Stokes’ theorem translates between the flux integral of surface S to a line integral around the boundary of S . Therefore, the theorem allows us to compute surface integrals or line integrals that would ordinarily be quite difficult by translating the line integral into a surface integral or vice versa. We now study some examples of each kind of translation.

Calculating a surface integral

Calculate surface integral ${\displaystyle {\iint }_S\text{curl}\text{F}·d\text{S}},$ where S is the surface, oriented outward, in [link] and $\text{F}=⟨z,2xy,x+y⟩.$

Note that to calculate ${\displaystyle {\iint }_S\text{curl}\text{F}·d\text{S}}$ without using Stokes’ theorem, we would need to use [link] . Use of this equation requires a parameterization of S . Surface S is complicated enough that it would be extremely difficult to find a parameterization. Therefore, the methods we have learned in previous sections are not useful for this problem. Instead, we use Stokes’ theorem, noting that the boundary C of the surface is merely a single circle with radius 1.

**********

§ **BRIEF 1**:
Render this sentence from the passage on Stokes' theorem in Spanish: "Therefore, the methods we have learned in previous sections are not useful for this problem."
§ **BRIEF 2**:
Reproduce the passage on Stokes' theorem word for word from "Calculate surface integral" to "with radius 1.".
The entries are separate material with no connection to the passage on Stokes' theorem.

Items in a dataset:
**********

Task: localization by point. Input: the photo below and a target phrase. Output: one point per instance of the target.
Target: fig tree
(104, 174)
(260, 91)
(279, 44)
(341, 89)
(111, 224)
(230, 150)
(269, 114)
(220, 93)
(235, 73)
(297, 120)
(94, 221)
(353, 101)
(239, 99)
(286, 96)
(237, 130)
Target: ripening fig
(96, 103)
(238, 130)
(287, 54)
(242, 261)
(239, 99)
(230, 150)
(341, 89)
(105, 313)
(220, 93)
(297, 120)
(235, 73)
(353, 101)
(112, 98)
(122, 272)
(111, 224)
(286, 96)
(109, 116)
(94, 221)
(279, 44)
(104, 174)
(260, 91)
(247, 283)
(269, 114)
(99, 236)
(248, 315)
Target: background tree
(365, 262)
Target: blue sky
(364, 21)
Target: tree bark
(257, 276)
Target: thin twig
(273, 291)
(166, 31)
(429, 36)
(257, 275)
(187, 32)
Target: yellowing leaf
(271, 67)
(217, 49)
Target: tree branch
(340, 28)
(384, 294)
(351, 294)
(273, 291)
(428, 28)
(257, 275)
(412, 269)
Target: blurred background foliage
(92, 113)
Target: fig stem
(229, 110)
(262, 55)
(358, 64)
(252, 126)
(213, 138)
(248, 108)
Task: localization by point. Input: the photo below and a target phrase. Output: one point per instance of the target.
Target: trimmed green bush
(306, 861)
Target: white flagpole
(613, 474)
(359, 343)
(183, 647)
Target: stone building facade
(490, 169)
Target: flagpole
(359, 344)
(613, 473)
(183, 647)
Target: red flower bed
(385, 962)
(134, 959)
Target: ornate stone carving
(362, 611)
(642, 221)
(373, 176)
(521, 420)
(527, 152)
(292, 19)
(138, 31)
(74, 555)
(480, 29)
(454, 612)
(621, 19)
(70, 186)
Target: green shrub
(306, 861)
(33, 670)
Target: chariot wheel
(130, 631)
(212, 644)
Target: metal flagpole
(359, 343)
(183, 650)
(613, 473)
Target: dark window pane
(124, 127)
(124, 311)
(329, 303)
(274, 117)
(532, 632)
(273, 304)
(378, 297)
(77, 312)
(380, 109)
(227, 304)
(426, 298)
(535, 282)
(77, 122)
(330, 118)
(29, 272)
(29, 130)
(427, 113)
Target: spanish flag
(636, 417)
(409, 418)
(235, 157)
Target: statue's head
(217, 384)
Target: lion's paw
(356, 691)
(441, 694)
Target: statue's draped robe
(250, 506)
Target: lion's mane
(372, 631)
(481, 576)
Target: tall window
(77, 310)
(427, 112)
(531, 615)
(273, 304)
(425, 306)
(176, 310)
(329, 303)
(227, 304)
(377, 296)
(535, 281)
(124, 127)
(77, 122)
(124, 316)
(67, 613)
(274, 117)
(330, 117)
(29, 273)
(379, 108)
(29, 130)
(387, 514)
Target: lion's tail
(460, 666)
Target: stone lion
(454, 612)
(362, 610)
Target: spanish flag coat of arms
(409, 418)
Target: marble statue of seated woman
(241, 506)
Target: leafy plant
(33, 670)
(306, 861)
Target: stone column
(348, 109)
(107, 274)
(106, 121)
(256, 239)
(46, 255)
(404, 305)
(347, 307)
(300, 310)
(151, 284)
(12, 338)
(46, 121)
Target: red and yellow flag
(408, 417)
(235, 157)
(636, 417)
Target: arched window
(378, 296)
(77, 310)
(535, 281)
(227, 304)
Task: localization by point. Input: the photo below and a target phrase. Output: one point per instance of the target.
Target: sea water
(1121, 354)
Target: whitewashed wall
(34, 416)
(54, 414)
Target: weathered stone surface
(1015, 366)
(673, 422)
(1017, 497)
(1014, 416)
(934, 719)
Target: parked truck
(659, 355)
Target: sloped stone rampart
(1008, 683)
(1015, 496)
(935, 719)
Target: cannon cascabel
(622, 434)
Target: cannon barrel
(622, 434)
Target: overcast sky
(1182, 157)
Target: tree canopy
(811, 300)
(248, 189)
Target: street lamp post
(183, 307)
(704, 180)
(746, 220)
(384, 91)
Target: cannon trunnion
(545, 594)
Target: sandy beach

**********

§ **RESULT 1**:
Por lo tanto, los métodos que hemos aprendido en las secciones anteriores no son útiles para este problema.

§ **RESULT 2**:
Calculate surface integral ${\displaystyle {\iint }_S\text{curl}\text{F}·d\text{S}},$ where S is the surface, oriented outward, in [link] and $\text{F}=⟨z,2xy,x+y⟩.$

Note that to calculate ${\displaystyle {\iint }_S\text{curl}\text{F}·d\text{S}}$ without using Stokes’ theorem, we would need to use [link] . Use of this equation requires a parameterization of S . Surface S is complicated enough that it would be extremely difficult to find a parameterization. Therefore, the methods we have learned in previous sections are not useful for this problem. Instead, we use Stokes’ theorem, noting that the boundary C of the surface is merely a single circle with radius 1.